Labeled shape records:
=-=-=-=-=
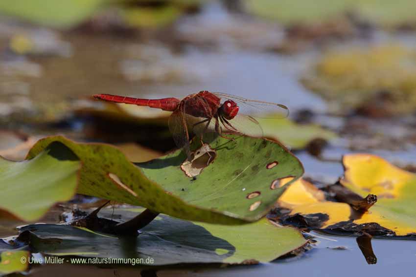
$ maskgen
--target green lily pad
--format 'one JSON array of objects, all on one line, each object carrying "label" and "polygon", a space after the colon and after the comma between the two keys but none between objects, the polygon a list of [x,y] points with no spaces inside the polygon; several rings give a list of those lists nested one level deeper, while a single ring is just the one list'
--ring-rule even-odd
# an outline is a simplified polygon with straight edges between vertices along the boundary
[{"label": "green lily pad", "polygon": [[123,10],[123,17],[129,25],[136,27],[156,27],[173,22],[183,11],[173,4],[160,7],[136,7]]},{"label": "green lily pad", "polygon": [[322,138],[330,140],[336,134],[316,124],[298,124],[288,118],[274,120],[258,118],[263,128],[263,136],[277,140],[293,149],[304,148],[311,140]]},{"label": "green lily pad", "polygon": [[75,194],[78,158],[52,143],[30,161],[0,157],[0,209],[23,220],[39,219],[55,203]]},{"label": "green lily pad", "polygon": [[[78,193],[223,224],[259,219],[285,189],[272,186],[275,180],[293,176],[294,181],[303,173],[298,159],[276,142],[245,136],[213,140],[210,145],[216,158],[196,180],[181,170],[186,157],[181,150],[135,166],[111,146],[55,136],[38,141],[27,158],[55,142],[54,147],[69,148],[82,163]],[[193,142],[192,149],[199,143]]]},{"label": "green lily pad", "polygon": [[386,26],[416,23],[416,2],[412,0],[356,0],[358,14],[370,22]]},{"label": "green lily pad", "polygon": [[44,25],[67,28],[87,19],[107,0],[3,0],[0,13]]},{"label": "green lily pad", "polygon": [[[118,238],[53,224],[25,226],[21,231],[26,233],[21,236],[26,240],[28,235],[34,250],[45,254],[143,259],[138,260],[148,265],[266,262],[306,243],[296,229],[277,227],[265,218],[240,226],[192,222],[164,215],[157,219],[141,229],[137,237]],[[126,262],[140,263],[137,260]]]}]

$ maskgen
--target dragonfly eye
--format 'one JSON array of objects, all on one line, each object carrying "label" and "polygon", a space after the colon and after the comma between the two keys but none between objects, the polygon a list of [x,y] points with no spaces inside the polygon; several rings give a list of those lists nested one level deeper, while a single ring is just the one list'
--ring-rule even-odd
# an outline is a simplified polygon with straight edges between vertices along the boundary
[{"label": "dragonfly eye", "polygon": [[238,113],[239,109],[235,102],[232,100],[227,100],[222,106],[223,115],[226,119],[232,119]]}]

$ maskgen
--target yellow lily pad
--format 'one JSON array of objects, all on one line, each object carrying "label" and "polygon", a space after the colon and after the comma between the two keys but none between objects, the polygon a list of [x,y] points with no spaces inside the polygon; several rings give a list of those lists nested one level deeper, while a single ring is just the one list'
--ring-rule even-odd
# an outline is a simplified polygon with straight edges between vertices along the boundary
[{"label": "yellow lily pad", "polygon": [[[416,234],[416,174],[369,154],[347,155],[343,162],[346,170],[342,185],[363,197],[369,193],[378,195],[378,201],[368,211],[357,213],[347,203],[326,200],[321,191],[298,179],[278,200],[280,209],[290,210],[281,218],[300,216],[307,227],[326,231]],[[280,185],[291,180],[282,179]]]},{"label": "yellow lily pad", "polygon": [[361,107],[384,91],[388,97],[383,109],[401,114],[416,109],[415,80],[416,52],[389,44],[330,51],[301,81],[335,109]]}]

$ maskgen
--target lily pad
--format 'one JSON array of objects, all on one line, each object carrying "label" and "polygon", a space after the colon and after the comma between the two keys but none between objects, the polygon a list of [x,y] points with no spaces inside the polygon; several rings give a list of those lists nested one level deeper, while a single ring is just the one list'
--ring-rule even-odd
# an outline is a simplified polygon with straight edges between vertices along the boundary
[{"label": "lily pad", "polygon": [[68,28],[87,19],[107,0],[0,1],[0,12],[40,24]]},{"label": "lily pad", "polygon": [[298,124],[289,118],[259,118],[265,137],[276,140],[296,149],[304,148],[311,140],[322,138],[330,140],[336,134],[316,124]]},{"label": "lily pad", "polygon": [[[123,219],[140,209],[134,211],[121,211]],[[157,219],[137,237],[118,238],[68,225],[37,224],[22,228],[20,238],[45,254],[143,259],[141,263],[145,265],[267,262],[306,243],[296,229],[277,227],[265,218],[242,226],[192,222],[165,215]],[[133,262],[125,262],[128,265]]]},{"label": "lily pad", "polygon": [[123,10],[123,18],[130,26],[157,27],[172,23],[183,13],[178,6],[169,4],[157,8],[128,7]]},{"label": "lily pad", "polygon": [[307,23],[332,18],[344,13],[350,0],[246,0],[246,9],[265,18],[284,24]]},{"label": "lily pad", "polygon": [[387,27],[414,24],[416,16],[412,0],[245,0],[249,12],[285,24],[308,24],[331,20],[347,12],[364,21]]},{"label": "lily pad", "polygon": [[26,270],[28,258],[29,251],[15,250],[0,240],[0,276]]},{"label": "lily pad", "polygon": [[[181,169],[186,160],[181,150],[135,165],[111,146],[77,143],[55,136],[39,141],[27,158],[35,158],[50,145],[58,151],[69,149],[82,162],[79,193],[178,218],[223,224],[259,219],[285,189],[271,188],[274,180],[288,176],[296,179],[303,173],[300,162],[277,143],[246,136],[235,136],[233,140],[211,138],[215,159],[196,180]],[[199,144],[193,142],[192,149],[197,149]],[[276,166],[268,166],[271,164]],[[254,192],[256,197],[249,196]]]},{"label": "lily pad", "polygon": [[55,203],[75,194],[78,158],[66,148],[51,144],[29,161],[0,157],[0,209],[23,220],[39,219]]},{"label": "lily pad", "polygon": [[[334,50],[325,54],[301,81],[329,100],[334,109],[356,108],[375,102],[379,106],[385,103],[381,107],[385,112],[408,113],[416,109],[415,57],[414,50],[397,44]],[[383,98],[380,92],[385,94]]]},{"label": "lily pad", "polygon": [[397,235],[416,234],[416,174],[372,155],[347,155],[343,162],[345,178],[341,183],[361,196],[372,193],[378,198],[371,213],[356,220],[357,224],[371,220]]},{"label": "lily pad", "polygon": [[343,162],[346,169],[341,183],[363,197],[377,194],[377,202],[368,211],[357,213],[347,204],[325,200],[323,192],[300,179],[278,201],[280,207],[290,210],[284,216],[287,222],[297,221],[300,216],[307,227],[317,230],[414,236],[416,175],[370,154],[347,155]]}]

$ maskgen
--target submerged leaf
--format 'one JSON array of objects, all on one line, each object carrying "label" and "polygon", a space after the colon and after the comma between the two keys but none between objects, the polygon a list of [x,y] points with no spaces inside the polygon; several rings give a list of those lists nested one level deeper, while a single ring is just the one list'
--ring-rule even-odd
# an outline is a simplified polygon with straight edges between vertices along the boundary
[{"label": "submerged leaf", "polygon": [[26,270],[28,258],[29,251],[14,249],[0,239],[0,276]]},{"label": "submerged leaf", "polygon": [[[115,213],[121,213],[125,219],[141,211],[117,209]],[[112,211],[109,213],[111,215]],[[241,226],[227,226],[161,215],[141,229],[137,237],[118,238],[52,224],[29,225],[21,231],[29,235],[35,251],[45,254],[143,258],[149,265],[267,262],[306,243],[296,229],[277,227],[264,218]],[[146,261],[149,257],[153,262]]]},{"label": "submerged leaf", "polygon": [[[207,138],[210,138],[207,137]],[[82,162],[77,192],[145,207],[188,220],[242,224],[265,215],[285,187],[271,188],[275,180],[303,173],[300,162],[277,143],[235,136],[210,138],[216,155],[196,179],[181,168],[181,150],[135,166],[117,149],[102,144],[77,143],[62,137],[41,140],[27,158],[36,158],[52,144],[70,149]],[[194,141],[192,149],[200,145]],[[267,165],[278,165],[268,169]],[[254,192],[255,197],[248,197]],[[30,201],[27,201],[30,203]]]}]

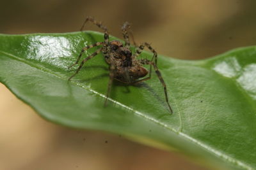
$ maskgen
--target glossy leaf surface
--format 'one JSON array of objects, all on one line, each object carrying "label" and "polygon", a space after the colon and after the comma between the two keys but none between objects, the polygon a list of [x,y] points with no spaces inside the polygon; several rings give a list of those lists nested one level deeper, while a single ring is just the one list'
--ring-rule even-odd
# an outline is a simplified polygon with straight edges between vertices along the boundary
[{"label": "glossy leaf surface", "polygon": [[51,122],[176,147],[212,164],[256,168],[255,46],[196,61],[159,56],[171,115],[154,73],[138,86],[115,82],[104,108],[109,72],[101,54],[67,81],[77,66],[67,67],[82,48],[102,38],[95,32],[1,34],[0,81]]}]

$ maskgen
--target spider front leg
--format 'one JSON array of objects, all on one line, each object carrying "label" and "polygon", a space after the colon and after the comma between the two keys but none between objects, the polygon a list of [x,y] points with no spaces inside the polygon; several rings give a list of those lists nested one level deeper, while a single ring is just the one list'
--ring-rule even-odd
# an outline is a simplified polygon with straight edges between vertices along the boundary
=-=-=-=-=
Work to complete: How many lines in the data above contain the string "target", matching case exactly? Reply with the count alone.

Right answer: 7